Count the lines in the records below that contain the string "truck", treating uppercase and lowercase as different, and give only the number.

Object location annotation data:
※ ※ ※

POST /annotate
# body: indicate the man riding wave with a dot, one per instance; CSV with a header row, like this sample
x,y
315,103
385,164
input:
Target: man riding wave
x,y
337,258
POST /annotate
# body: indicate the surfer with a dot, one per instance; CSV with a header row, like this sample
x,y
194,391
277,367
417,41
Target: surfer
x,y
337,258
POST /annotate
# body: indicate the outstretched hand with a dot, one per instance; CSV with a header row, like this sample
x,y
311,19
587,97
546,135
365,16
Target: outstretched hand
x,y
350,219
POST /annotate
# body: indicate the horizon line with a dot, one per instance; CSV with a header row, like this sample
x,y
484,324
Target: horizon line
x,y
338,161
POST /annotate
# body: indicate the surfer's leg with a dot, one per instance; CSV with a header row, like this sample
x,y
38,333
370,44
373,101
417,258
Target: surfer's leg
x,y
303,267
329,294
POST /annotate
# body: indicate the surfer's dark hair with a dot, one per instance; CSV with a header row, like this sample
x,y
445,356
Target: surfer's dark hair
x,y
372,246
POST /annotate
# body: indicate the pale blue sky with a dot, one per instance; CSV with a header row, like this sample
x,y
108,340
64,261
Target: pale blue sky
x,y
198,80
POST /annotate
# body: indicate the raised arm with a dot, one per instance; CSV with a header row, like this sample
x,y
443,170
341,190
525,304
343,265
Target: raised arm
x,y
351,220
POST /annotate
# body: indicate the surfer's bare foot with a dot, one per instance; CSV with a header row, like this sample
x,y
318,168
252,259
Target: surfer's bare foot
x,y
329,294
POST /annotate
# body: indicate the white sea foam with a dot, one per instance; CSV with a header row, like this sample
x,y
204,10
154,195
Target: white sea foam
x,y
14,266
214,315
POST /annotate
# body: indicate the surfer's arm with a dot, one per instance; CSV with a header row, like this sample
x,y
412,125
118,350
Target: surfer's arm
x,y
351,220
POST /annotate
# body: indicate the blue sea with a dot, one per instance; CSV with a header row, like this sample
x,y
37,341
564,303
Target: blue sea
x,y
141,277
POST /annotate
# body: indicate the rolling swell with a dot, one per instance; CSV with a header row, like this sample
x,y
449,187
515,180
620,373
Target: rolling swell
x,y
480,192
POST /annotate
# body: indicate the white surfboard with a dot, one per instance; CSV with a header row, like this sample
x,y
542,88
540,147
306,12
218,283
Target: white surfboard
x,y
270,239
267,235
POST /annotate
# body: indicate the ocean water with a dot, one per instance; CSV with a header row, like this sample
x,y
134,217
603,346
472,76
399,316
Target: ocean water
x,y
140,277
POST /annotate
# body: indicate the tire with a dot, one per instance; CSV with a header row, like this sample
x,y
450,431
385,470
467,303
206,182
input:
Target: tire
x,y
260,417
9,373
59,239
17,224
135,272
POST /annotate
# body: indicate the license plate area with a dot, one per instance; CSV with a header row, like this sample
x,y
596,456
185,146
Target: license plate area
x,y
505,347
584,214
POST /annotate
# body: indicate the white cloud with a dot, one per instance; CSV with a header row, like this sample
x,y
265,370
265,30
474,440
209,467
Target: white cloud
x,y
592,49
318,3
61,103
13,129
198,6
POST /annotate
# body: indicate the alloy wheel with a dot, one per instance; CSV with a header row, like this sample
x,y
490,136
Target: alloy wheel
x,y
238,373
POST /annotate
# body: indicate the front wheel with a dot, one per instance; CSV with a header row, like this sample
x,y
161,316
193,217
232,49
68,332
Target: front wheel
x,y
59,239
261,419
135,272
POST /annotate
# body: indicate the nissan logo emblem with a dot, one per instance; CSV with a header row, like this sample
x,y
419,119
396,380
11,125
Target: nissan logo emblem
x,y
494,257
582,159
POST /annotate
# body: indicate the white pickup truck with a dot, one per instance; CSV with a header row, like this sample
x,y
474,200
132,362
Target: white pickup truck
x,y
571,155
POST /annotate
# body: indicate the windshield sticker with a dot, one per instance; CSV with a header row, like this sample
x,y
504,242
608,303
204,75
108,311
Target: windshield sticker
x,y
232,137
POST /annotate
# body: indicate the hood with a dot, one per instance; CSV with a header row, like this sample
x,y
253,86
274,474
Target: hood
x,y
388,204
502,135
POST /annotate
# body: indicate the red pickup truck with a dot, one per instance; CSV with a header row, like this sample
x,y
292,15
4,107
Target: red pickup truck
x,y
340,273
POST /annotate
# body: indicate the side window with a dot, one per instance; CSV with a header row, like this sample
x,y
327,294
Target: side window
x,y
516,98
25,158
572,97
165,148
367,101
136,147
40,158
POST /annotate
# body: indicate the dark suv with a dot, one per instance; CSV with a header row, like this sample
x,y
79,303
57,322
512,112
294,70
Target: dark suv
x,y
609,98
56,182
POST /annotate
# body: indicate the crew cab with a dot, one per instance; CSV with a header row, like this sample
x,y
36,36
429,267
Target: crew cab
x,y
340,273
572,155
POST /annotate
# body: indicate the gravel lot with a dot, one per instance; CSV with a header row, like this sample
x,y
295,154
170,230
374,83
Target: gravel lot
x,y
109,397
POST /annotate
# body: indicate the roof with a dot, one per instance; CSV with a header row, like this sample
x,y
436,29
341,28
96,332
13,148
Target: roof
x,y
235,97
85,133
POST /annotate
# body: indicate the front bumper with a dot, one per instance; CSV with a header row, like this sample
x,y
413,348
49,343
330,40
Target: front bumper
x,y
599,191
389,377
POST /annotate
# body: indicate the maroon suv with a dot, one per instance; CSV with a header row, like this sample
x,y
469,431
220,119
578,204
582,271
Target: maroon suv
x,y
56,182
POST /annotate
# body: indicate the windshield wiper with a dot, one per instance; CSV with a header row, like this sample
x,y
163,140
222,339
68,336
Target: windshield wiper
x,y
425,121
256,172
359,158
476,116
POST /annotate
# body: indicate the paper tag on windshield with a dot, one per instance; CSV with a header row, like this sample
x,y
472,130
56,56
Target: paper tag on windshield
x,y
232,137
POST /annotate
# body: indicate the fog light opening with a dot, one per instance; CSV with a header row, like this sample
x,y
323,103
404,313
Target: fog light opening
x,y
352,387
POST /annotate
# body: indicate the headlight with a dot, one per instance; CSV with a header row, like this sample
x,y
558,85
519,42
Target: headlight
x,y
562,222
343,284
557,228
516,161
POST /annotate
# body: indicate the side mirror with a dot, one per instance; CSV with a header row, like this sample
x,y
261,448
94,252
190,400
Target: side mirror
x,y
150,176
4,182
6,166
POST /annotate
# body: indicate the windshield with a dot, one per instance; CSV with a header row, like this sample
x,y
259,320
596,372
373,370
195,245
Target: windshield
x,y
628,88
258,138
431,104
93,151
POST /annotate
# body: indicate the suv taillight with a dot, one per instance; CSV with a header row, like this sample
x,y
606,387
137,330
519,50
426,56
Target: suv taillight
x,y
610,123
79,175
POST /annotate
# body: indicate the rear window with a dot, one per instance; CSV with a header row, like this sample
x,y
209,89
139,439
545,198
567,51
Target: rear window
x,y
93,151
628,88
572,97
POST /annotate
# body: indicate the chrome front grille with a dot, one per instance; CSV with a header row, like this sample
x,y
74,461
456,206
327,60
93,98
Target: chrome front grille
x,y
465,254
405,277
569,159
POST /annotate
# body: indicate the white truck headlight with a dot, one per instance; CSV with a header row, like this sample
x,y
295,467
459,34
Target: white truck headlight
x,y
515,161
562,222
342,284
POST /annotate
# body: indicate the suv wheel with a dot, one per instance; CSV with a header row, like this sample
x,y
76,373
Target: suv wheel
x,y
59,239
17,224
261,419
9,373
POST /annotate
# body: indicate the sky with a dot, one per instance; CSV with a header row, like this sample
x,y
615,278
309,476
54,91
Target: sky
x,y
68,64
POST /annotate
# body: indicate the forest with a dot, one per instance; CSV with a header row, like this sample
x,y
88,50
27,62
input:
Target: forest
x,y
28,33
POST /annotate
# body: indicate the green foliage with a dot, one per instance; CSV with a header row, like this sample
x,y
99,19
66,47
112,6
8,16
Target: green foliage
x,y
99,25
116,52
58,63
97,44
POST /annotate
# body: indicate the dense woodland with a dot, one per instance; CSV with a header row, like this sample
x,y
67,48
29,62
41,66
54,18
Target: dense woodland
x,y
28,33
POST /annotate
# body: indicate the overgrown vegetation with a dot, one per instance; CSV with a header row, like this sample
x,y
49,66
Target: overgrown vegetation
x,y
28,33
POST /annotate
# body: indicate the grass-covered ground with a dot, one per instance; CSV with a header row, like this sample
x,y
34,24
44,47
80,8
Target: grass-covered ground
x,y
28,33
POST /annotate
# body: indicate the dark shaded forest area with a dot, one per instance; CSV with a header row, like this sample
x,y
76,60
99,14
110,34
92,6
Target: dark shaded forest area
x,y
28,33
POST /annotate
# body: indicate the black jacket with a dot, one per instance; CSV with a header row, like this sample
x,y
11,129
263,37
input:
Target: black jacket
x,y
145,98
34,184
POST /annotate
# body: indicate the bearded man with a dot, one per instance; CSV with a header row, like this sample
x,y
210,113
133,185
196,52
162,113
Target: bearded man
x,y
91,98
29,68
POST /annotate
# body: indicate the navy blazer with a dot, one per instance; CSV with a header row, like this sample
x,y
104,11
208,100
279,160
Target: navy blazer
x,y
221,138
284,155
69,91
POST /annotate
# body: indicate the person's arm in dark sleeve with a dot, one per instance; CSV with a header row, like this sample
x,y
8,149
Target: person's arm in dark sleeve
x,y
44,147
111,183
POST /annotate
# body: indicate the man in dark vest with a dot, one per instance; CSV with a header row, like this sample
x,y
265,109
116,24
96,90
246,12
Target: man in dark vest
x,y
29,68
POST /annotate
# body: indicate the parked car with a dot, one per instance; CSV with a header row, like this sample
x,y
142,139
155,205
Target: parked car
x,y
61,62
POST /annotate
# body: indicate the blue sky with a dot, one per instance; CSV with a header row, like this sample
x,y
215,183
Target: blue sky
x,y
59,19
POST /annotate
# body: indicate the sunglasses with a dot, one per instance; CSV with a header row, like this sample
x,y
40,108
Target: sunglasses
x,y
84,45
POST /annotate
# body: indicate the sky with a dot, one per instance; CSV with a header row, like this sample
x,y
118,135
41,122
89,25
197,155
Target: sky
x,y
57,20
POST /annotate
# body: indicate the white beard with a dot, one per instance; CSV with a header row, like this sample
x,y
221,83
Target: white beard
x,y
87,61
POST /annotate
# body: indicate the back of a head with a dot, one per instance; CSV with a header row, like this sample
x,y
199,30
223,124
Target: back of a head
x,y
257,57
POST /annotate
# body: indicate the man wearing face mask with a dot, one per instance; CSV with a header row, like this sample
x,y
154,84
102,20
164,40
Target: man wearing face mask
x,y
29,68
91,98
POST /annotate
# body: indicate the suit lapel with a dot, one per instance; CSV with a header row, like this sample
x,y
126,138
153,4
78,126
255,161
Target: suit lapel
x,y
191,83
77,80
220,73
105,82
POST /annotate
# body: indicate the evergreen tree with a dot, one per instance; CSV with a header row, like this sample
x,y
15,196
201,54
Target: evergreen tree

※ ※ ※

> [Result of the exercise]: 6